Qué se pide: Indica, por favor, si cada afirmación coincide con el pasaje extraído: (a) Manuel Molina se quedó dormido un día; (b) quien habla tocó un solo suave antes del ronquido; (c) nadie estaba mirando mientras quien habla iba bajando. Responde sí o no y cita textualmente las palabras del pasaje que lo deciden.

Pasaje extraído:
_ _ _ _

Es que los solos del rock progresivo en directo…
Nos pasó también con Manuel Molina. Un día se nos quedó dormido. Teníamos una canción que decía: «Mátame al amanecer, o de noche, si tú quieres, pero que te pueda ver las uñas, pero que te pueda ver los ojos, pero que te pueda ver», y después de un solo mío potente, voy bajando y bajando, todo el mundo mirando, y… [ruido de ronquido]. Así estaba [risas]. Me puse: «¡Manuel, tío! ¿Tú te crees que se puede ir así por la vida?».

_ _ _ _

Material reunido:

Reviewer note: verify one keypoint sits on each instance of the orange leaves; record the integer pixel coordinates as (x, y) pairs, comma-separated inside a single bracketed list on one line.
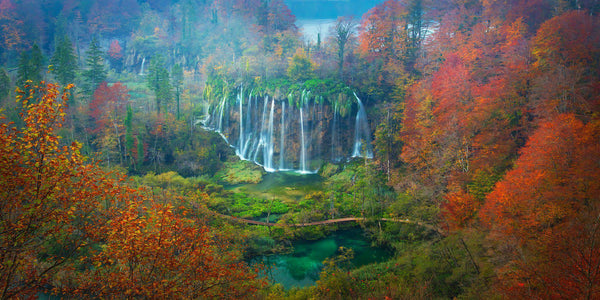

_ _ _ _

Respuesta abajo:
(a) Sí: «Un día se nos quedó dormido».
(b) No: «después de un solo mío potente».
(c) No: «todo el mundo mirando».